**TASK TO COMPLETE**: Tally every line in the entries below that holds "jacket", then give only the total.

*** Opening DATA RECORDS ***

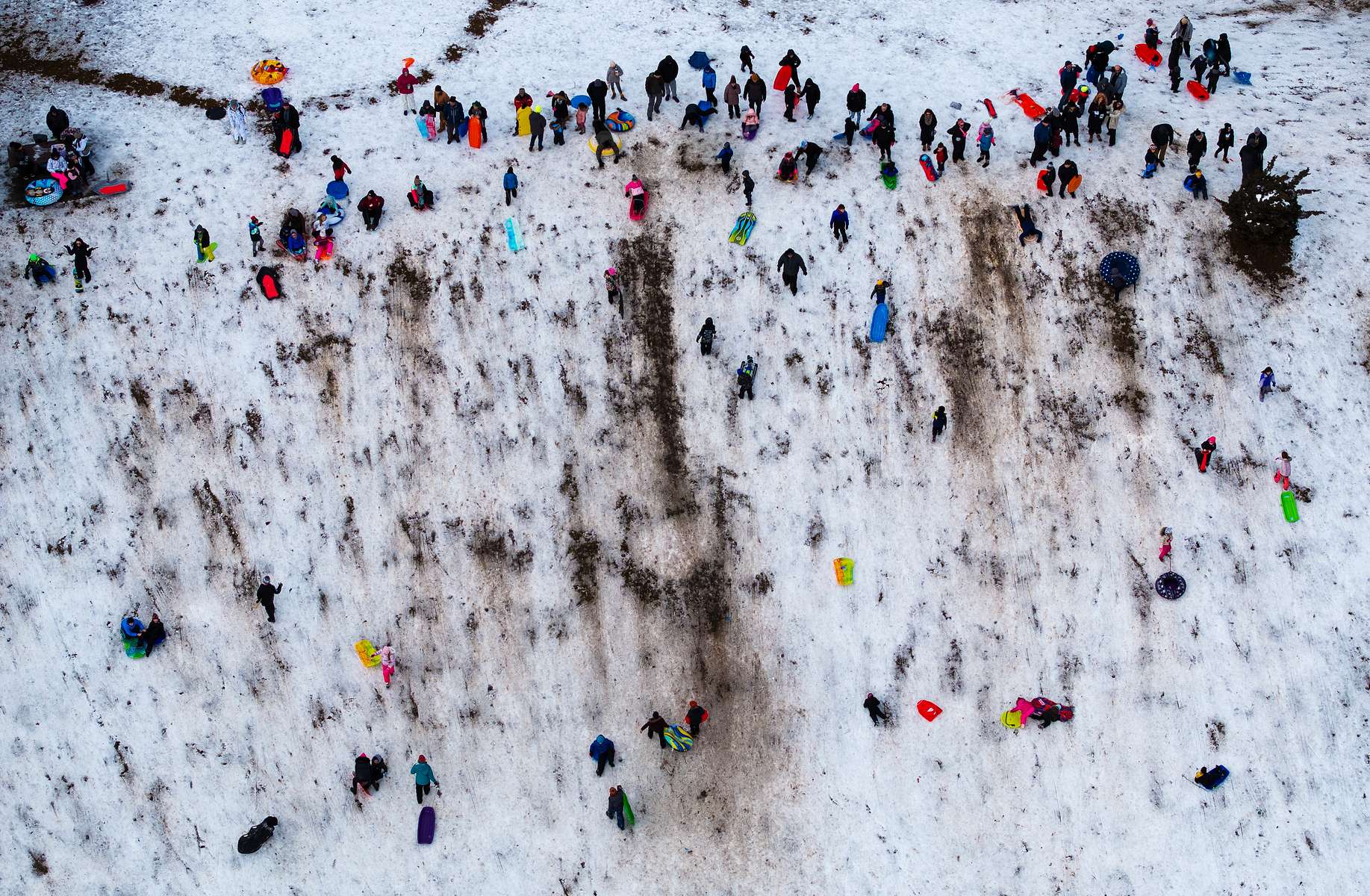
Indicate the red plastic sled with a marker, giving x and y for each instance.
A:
(1030, 106)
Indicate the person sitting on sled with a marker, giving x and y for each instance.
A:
(788, 169)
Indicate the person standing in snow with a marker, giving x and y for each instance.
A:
(597, 90)
(697, 714)
(838, 224)
(733, 98)
(423, 779)
(656, 727)
(1281, 473)
(387, 663)
(746, 57)
(1268, 382)
(938, 421)
(258, 835)
(405, 85)
(756, 93)
(746, 374)
(669, 70)
(986, 139)
(871, 706)
(927, 129)
(615, 806)
(614, 77)
(791, 265)
(362, 773)
(203, 249)
(239, 122)
(266, 597)
(791, 59)
(602, 751)
(370, 208)
(80, 254)
(812, 95)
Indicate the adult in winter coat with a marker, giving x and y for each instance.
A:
(1115, 111)
(746, 374)
(791, 59)
(733, 98)
(615, 806)
(602, 751)
(80, 254)
(789, 266)
(597, 90)
(1198, 147)
(57, 121)
(958, 139)
(1184, 33)
(405, 87)
(812, 95)
(362, 773)
(927, 129)
(747, 57)
(838, 223)
(258, 835)
(706, 344)
(266, 597)
(1161, 136)
(370, 208)
(151, 636)
(812, 151)
(656, 727)
(423, 779)
(669, 69)
(871, 706)
(1068, 173)
(756, 92)
(614, 77)
(855, 102)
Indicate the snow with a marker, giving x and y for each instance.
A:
(564, 520)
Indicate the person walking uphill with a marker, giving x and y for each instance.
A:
(789, 266)
(266, 597)
(871, 706)
(405, 87)
(423, 779)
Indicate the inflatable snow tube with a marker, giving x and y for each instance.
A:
(1127, 265)
(43, 192)
(620, 121)
(1171, 585)
(269, 72)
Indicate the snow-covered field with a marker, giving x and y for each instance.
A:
(564, 520)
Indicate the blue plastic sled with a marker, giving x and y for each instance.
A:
(879, 321)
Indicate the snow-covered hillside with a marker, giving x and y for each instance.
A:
(564, 518)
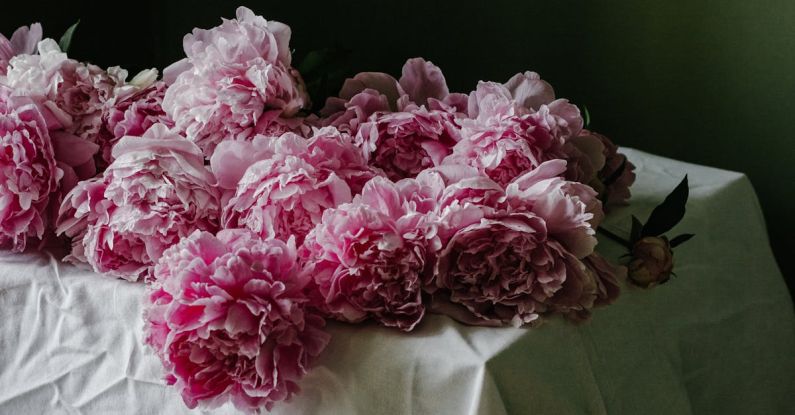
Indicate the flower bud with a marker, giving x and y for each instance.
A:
(652, 261)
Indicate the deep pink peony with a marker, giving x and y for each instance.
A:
(403, 144)
(156, 191)
(571, 210)
(503, 269)
(28, 171)
(233, 74)
(367, 258)
(22, 42)
(229, 318)
(132, 116)
(285, 193)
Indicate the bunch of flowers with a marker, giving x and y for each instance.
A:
(253, 221)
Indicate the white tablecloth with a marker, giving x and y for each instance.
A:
(719, 339)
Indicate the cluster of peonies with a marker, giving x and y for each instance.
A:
(252, 221)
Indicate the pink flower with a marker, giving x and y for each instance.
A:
(28, 171)
(228, 317)
(23, 42)
(509, 254)
(285, 193)
(402, 144)
(571, 210)
(234, 73)
(156, 191)
(502, 269)
(132, 116)
(367, 258)
(505, 148)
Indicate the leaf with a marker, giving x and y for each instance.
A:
(66, 39)
(637, 229)
(668, 213)
(586, 116)
(616, 174)
(679, 240)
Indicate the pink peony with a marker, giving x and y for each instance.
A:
(367, 258)
(23, 42)
(285, 193)
(228, 317)
(571, 210)
(502, 269)
(508, 254)
(234, 73)
(156, 191)
(132, 116)
(75, 93)
(29, 171)
(405, 143)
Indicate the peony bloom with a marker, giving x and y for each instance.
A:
(228, 317)
(22, 42)
(74, 93)
(503, 269)
(155, 192)
(615, 178)
(403, 144)
(509, 254)
(233, 74)
(132, 116)
(28, 171)
(286, 192)
(505, 140)
(367, 258)
(571, 210)
(652, 261)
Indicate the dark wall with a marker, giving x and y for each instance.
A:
(710, 82)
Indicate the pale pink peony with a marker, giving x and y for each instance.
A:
(285, 193)
(233, 74)
(228, 317)
(22, 42)
(367, 258)
(156, 191)
(132, 116)
(74, 93)
(403, 144)
(28, 171)
(505, 148)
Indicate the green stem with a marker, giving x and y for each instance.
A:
(614, 237)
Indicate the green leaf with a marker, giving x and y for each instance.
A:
(679, 240)
(616, 174)
(668, 213)
(66, 39)
(637, 229)
(586, 116)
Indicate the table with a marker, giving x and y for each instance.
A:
(719, 339)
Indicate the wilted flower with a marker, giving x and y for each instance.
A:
(652, 261)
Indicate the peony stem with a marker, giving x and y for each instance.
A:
(614, 237)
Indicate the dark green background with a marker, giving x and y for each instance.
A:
(709, 82)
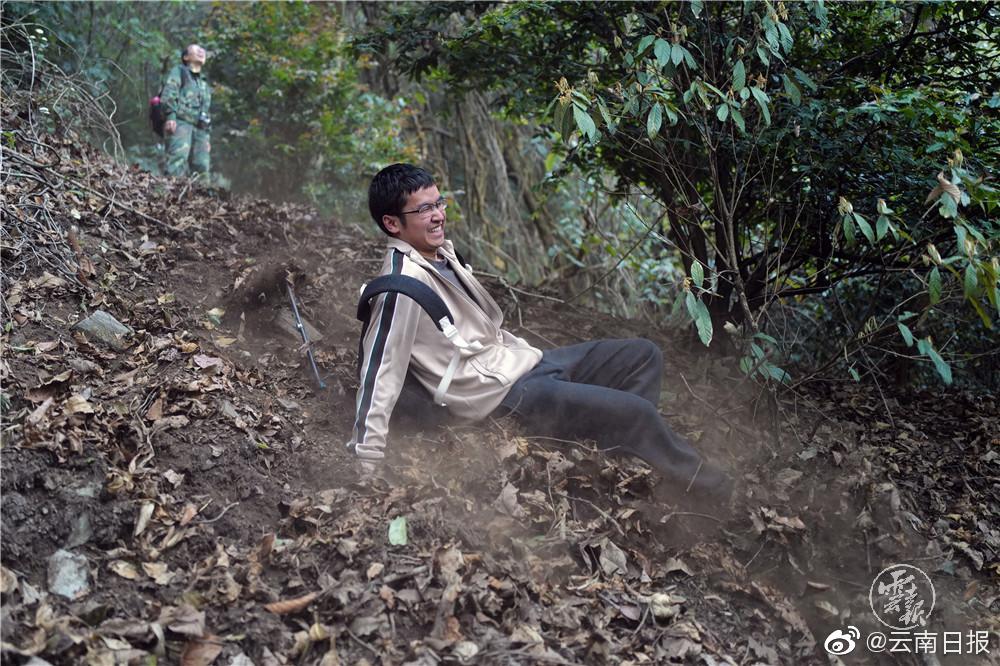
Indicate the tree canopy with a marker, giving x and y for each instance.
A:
(798, 150)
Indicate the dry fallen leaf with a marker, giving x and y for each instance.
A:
(145, 513)
(291, 605)
(8, 580)
(158, 572)
(77, 404)
(184, 620)
(201, 652)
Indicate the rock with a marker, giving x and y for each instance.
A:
(465, 650)
(68, 575)
(663, 606)
(82, 532)
(103, 327)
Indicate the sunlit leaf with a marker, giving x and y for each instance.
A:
(934, 286)
(702, 319)
(662, 51)
(791, 90)
(654, 121)
(907, 334)
(397, 531)
(585, 123)
(762, 100)
(697, 273)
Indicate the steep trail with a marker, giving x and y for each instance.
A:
(202, 475)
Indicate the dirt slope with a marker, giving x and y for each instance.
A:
(200, 474)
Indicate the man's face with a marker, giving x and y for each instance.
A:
(423, 231)
(196, 56)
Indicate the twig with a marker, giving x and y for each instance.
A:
(110, 200)
(361, 642)
(689, 513)
(221, 514)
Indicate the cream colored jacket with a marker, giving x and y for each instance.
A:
(401, 335)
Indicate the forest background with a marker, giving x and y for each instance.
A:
(811, 187)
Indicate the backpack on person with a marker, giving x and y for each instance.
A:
(158, 111)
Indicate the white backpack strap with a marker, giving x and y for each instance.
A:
(460, 343)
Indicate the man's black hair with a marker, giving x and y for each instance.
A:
(390, 188)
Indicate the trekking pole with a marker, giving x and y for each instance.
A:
(305, 336)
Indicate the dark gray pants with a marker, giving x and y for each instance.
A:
(606, 391)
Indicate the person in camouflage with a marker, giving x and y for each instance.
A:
(187, 98)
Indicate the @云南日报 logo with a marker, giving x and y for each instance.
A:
(902, 597)
(842, 642)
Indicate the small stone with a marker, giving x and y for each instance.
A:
(68, 575)
(465, 650)
(103, 327)
(82, 532)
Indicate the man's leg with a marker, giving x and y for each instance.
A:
(179, 149)
(608, 391)
(201, 151)
(634, 365)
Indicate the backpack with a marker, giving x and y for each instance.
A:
(157, 111)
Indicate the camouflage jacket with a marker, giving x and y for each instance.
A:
(185, 96)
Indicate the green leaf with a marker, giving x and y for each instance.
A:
(662, 51)
(849, 229)
(762, 100)
(654, 120)
(804, 78)
(697, 273)
(397, 531)
(907, 334)
(934, 286)
(791, 90)
(689, 60)
(949, 207)
(676, 54)
(866, 228)
(762, 54)
(702, 319)
(881, 227)
(777, 373)
(971, 281)
(608, 122)
(786, 38)
(739, 76)
(738, 119)
(585, 123)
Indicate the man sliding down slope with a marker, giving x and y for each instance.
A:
(604, 390)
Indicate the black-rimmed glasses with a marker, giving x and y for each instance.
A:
(425, 210)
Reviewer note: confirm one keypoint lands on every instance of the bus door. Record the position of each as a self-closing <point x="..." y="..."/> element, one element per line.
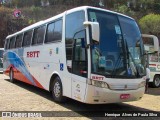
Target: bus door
<point x="79" y="66"/>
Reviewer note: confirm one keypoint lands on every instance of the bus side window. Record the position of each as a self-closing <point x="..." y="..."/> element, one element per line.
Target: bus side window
<point x="38" y="35"/>
<point x="12" y="43"/>
<point x="79" y="54"/>
<point x="74" y="24"/>
<point x="19" y="40"/>
<point x="27" y="38"/>
<point x="54" y="32"/>
<point x="6" y="44"/>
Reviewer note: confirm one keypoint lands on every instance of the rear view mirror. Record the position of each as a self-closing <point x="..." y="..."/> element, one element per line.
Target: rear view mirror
<point x="95" y="32"/>
<point x="150" y="41"/>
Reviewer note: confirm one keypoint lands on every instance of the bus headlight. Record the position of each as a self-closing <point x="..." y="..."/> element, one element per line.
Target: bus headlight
<point x="99" y="84"/>
<point x="142" y="84"/>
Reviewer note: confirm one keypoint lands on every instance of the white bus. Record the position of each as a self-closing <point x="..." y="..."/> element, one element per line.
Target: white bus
<point x="153" y="59"/>
<point x="1" y="59"/>
<point x="88" y="54"/>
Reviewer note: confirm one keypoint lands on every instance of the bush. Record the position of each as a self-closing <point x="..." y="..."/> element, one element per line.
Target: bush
<point x="150" y="24"/>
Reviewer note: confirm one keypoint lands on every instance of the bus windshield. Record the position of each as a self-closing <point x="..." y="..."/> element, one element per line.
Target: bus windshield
<point x="120" y="50"/>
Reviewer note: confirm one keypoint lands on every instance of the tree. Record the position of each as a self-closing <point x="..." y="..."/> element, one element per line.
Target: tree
<point x="150" y="24"/>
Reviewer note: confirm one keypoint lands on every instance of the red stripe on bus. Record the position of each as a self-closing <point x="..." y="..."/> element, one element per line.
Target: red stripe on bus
<point x="19" y="76"/>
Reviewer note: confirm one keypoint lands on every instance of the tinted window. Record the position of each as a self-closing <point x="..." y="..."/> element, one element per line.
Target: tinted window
<point x="74" y="26"/>
<point x="12" y="43"/>
<point x="38" y="35"/>
<point x="19" y="40"/>
<point x="71" y="29"/>
<point x="27" y="38"/>
<point x="6" y="44"/>
<point x="54" y="31"/>
<point x="1" y="53"/>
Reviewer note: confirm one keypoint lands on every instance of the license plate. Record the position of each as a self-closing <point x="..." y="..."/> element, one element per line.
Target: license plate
<point x="124" y="96"/>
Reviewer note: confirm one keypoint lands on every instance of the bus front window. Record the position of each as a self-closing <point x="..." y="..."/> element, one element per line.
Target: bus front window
<point x="117" y="48"/>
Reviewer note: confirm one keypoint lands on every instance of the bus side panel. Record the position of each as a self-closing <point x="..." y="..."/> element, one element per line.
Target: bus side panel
<point x="13" y="60"/>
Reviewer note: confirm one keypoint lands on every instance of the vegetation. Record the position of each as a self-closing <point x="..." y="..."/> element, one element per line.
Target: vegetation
<point x="146" y="12"/>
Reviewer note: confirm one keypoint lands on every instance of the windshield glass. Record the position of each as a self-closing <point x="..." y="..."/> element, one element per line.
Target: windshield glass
<point x="118" y="54"/>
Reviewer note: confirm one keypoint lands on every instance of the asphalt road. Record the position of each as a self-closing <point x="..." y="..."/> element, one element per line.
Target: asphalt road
<point x="23" y="97"/>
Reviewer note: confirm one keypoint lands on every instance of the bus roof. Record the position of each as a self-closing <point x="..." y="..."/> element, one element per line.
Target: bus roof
<point x="62" y="14"/>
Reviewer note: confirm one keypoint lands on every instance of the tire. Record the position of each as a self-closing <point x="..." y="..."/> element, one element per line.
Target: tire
<point x="11" y="76"/>
<point x="156" y="81"/>
<point x="57" y="91"/>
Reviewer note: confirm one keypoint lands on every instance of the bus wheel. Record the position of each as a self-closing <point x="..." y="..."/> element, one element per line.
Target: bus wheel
<point x="57" y="90"/>
<point x="11" y="76"/>
<point x="156" y="81"/>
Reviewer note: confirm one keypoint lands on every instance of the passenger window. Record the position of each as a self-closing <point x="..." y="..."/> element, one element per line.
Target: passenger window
<point x="74" y="27"/>
<point x="6" y="44"/>
<point x="12" y="43"/>
<point x="79" y="54"/>
<point x="54" y="32"/>
<point x="27" y="38"/>
<point x="38" y="36"/>
<point x="19" y="40"/>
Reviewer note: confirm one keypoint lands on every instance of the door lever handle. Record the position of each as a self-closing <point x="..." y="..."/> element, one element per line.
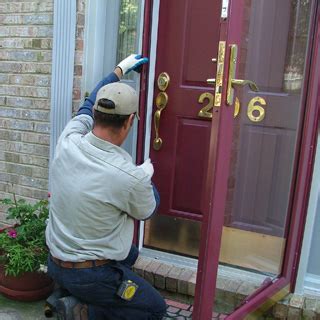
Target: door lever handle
<point x="232" y="72"/>
<point x="211" y="81"/>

*** Closing DATA RECORDS ***

**TASK OUTPUT**: 2